[Saved entries]
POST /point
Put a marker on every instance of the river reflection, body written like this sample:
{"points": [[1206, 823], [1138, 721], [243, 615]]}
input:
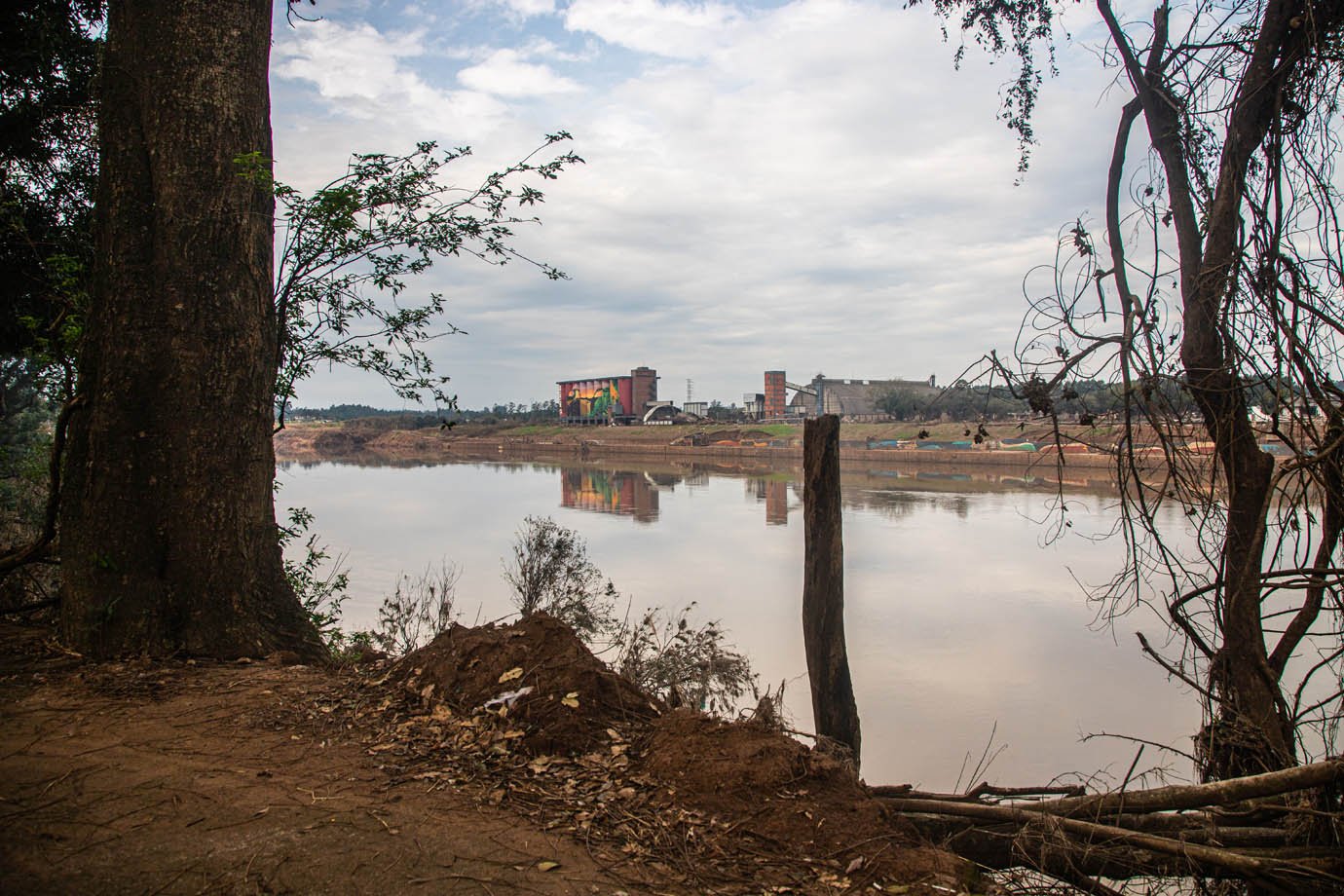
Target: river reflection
{"points": [[960, 618]]}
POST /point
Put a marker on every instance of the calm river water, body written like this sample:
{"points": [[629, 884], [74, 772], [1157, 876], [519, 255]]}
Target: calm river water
{"points": [[961, 619]]}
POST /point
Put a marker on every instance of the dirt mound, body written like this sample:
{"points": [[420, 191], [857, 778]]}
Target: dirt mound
{"points": [[773, 793], [537, 673], [340, 441]]}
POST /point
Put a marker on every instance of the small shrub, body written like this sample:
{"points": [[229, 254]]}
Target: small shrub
{"points": [[551, 573], [418, 610], [667, 653], [320, 592]]}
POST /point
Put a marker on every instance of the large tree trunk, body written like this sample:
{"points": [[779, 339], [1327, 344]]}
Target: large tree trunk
{"points": [[168, 527], [834, 708], [1251, 731]]}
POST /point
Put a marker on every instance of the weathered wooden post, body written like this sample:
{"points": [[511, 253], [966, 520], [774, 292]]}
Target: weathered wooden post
{"points": [[834, 708]]}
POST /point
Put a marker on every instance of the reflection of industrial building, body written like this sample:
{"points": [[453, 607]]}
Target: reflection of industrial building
{"points": [[609, 399], [775, 495], [611, 492]]}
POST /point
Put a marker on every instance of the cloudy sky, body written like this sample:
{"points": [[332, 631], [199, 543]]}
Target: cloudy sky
{"points": [[805, 186]]}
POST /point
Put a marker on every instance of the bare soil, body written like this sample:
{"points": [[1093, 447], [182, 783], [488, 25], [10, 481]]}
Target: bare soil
{"points": [[264, 778]]}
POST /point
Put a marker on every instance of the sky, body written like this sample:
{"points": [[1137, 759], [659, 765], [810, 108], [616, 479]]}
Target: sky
{"points": [[808, 186]]}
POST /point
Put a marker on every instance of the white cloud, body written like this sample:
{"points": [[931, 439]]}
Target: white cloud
{"points": [[504, 73], [683, 30], [810, 187]]}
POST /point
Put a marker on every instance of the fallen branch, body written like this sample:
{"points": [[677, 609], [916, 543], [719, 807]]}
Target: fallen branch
{"points": [[1177, 797], [1196, 859]]}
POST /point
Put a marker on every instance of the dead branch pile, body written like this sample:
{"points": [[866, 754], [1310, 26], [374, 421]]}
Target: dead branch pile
{"points": [[1280, 831]]}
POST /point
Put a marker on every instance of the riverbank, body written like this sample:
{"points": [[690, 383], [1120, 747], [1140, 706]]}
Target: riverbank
{"points": [[777, 446], [187, 776]]}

### Brief
Without the pictures, write out all of the material exactly.

### Final result
POST /point
Put a marker on every instance of the river reflection, body written like this sample:
{"points": [[1206, 823], [1138, 721], [243, 615]]}
input:
Target: river reflection
{"points": [[960, 618]]}
POST /point
Put a marker on every instance of the calm river water, body written like this sample:
{"points": [[629, 884], [74, 772], [1157, 876], [519, 255]]}
Target: calm river water
{"points": [[961, 619]]}
POST /point
Put a marker on every instance of the dirt mound, body written like this sample:
{"points": [[420, 191], [857, 778]]}
Target: dirt mound
{"points": [[773, 793], [537, 673], [340, 441]]}
POST /point
Put a marker on every instance of the small shrub, body written like this sample:
{"points": [[229, 254]]}
Target: small shrub
{"points": [[551, 573], [418, 610], [667, 653], [320, 592]]}
POST /point
Put a marker on every instance of the large tree trunk, body written like this sample:
{"points": [[779, 339], [1327, 344]]}
Target: large tree trunk
{"points": [[168, 527], [834, 708], [1251, 731]]}
POST /point
Put a marker on every instance of the weathered wooden post, body written like this sample:
{"points": [[511, 253], [966, 520], [774, 292]]}
Target: weathered wooden post
{"points": [[834, 708]]}
POST /point
Put a marker on every instance of the reflection of industrial building, body written like this sample:
{"points": [[453, 607]]}
Target: reflection of industrial building
{"points": [[609, 399], [775, 495], [611, 492]]}
POST /point
Put a marker on every instance of the cloudy sky, body written like this sample:
{"points": [[332, 631], [199, 543]]}
Target: cloudy sky
{"points": [[805, 186]]}
POST /point
Put a marker on every instance of the bare soil, body written like this sample:
{"points": [[1093, 447], [182, 783], [488, 25], [10, 481]]}
Target: bare soil
{"points": [[264, 778]]}
POST /point
Put a marker on every instance of the sky, body written like this sample:
{"points": [[1137, 759], [659, 765], [810, 108], [616, 479]]}
Target: sky
{"points": [[808, 186]]}
POST /point
Put a marker on every instance of the white cloud, body written like this sample:
{"points": [[931, 439]]}
Target: white cloud
{"points": [[504, 73], [683, 30], [810, 187]]}
POST /point
Put a marker on every instance of the fallen branch, body written like this sample:
{"points": [[677, 609], [916, 543], [719, 807]]}
Target: fallen branch
{"points": [[1177, 797], [1196, 859]]}
POST /point
Put a marker on every instance of the dead branch pile, body written like this sample:
{"points": [[866, 754], [1310, 26], [374, 421]]}
Target: dead branch pile
{"points": [[1280, 831]]}
POST /point
Put a marker on every instance of the riverbank, body written like this sample:
{"points": [[690, 383], [1120, 747], [1140, 706]]}
Target: riverbank
{"points": [[777, 446], [187, 776]]}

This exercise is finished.